## Document segment
## Start

Firstly the film revolves around her. She is in almost every scene and every character in the film is primarily defined by their relationship with her. If the film has any focus it is Melanie Daniels. We learn later, during her picnic conversation with Mitch that at the starting point of the film, she is at a crossroads in her life. So we first meet her at a time when she is thinking of doing something more meaningful, becoming a more significant person than the reckless party girl she has been, and as she enters the bird shop, the birds are waiting for her, flocking over the San Francisco sky, watching to see what she will do. Inside the shop she encounters Mitch and faced with an obstacle, with a consequence of her past, she reverts to type. While we sense she is a person of both intellect and depth, she acts on impulsion and decides to take revenge on Mitch's deliberate attempt to embarrass her. From this point on, the tension is building.

 

She comes to Bodega Bay and every encounter she has causes a stir. She is not rejected, she is even somewhat admired but she is not wholly welcome. Then, after she has played her trick on Mitch, the first act of violence from the birds comes - at her. A single gull strikes Melanie while she rows the boat back to shore. This could be a last warning from the birds before they unleash their full-blown assault but Melanie continues in her old ways, lying to Mitch about knowing Annie Hayworth, playing games about why she is at the Bay. The game continues until, as mentioned earlier, the picnic where Melanie tells Mitch something of her confusion and intentions. But at this last potential turning point the two still do not connect, barbs are traded and so the first big attack comes.

 

Everything after is survival - survival in the face of an unrelenting, merciless and unnatural phenomenon.  And while others are attacked, terrified and sometimes killed, Melanie's actions during the assaults are comparatively and strikingly cool. Yes she is disturbed and does everything she can to help and protect, and persuade others, but she does not panic. As much as she is in it, she is an observer, taking in the consequences to others of the calamity she has unleashed. When Lydia (quite understandably) loses control after discovering the horrific corpse of the farmer, it is Melanie who calms her. During the attack on the town centre, Melanie is trapped in the phone box, protected from harm while all the chaos outside swirls into madness and destruction. 

 

So, what do the birds want? Melanie's distance reveals her inner thoughts. Conscious or not, part of her starts to understand. And so, as she and the Brenners wait out in the house, sealed up against the coming invasion, the intensity of the birds seems almost unstoppable. But they don't break through. Are they safe? Can it be over? Melanie knows it can't be. Because this is and always has been about her. She climbs to the top of the house and investigating a noise, steps into the attic where the birds have broken through the roof. This is her moment of sacrifice. And the attack on her is brutal, worse than any other we have seen. But crucially, Melanie is not killed. Because the purpose of the birds violence was all along to amplify and explode the chaos - as a grand representation of the lesser chaos caused by Melanie's irresponsibility, therefore they do not want her to die, only to suffer. Mitch pulls her away and while it might seem that Mitch's subsequent bravery in bringing the car from the garage and shepherding the women to safety is significant, it only matters that the birds do not respond. There is the odd peck, but they allow Mitch through and as the car drives away between thousands of silent and still birds, it is clear, the birds are finally satisfied.

## End

## Supplied information
## Start

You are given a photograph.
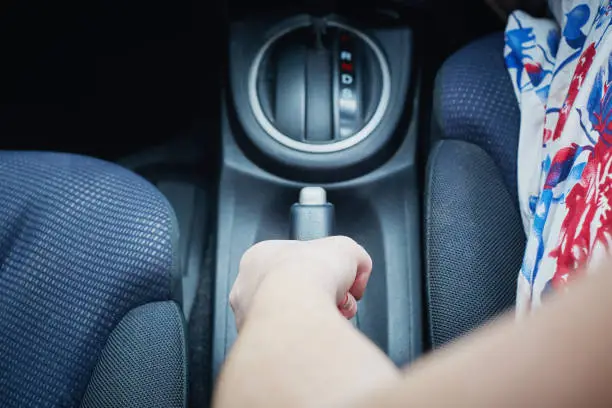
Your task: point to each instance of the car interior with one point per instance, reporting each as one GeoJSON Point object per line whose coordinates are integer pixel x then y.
{"type": "Point", "coordinates": [402, 110]}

## End

## Exercise task
Return the part of the essay on Melanie Daniels that starts with "She comes to" and goes on through "big attack comes.", copied word for word.

## Result of the exercise
She comes to Bodega Bay and every encounter she has causes a stir. She is not rejected, she is even somewhat admired but she is not wholly welcome. Then, after she has played her trick on Mitch, the first act of violence from the birds comes - at her. A single gull strikes Melanie while she rows the boat back to shore. This could be a last warning from the birds before they unleash their full-blown assault but Melanie continues in her old ways, lying to Mitch about knowing Annie Hayworth, playing games about why she is at the Bay. The game continues until, as mentioned earlier, the picnic where Melanie tells Mitch something of her confusion and intentions. But at this last potential turning point the two still do not connect, barbs are traded and so the first big attack comes.